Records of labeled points
----------------------------------------

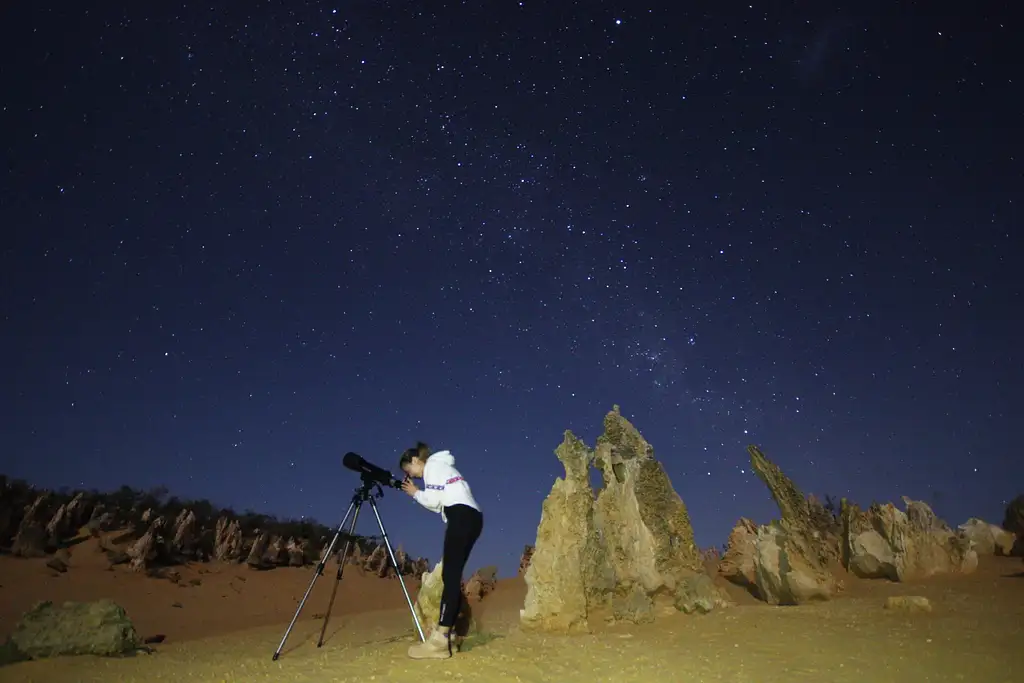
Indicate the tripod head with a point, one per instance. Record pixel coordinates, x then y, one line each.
369 487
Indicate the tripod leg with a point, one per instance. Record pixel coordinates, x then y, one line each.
397 570
341 568
316 573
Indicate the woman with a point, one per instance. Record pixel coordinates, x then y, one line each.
446 492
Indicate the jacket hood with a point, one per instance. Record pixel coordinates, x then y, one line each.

----------------------------------------

WHAT NEEDS TO BE DONE: Turn everything from the line containing "Indicate the woman" down to the end of the records into a numbered list, omitting any blank lines.

WORKED SOLUTION:
1. Indicate the woman with a point, one per instance. Record pixel coordinates, x then y, one line each.
2. 446 492
3. Indicate the jacket hood with a point, one per instance. Record pixel coordinates, x then y, one line each.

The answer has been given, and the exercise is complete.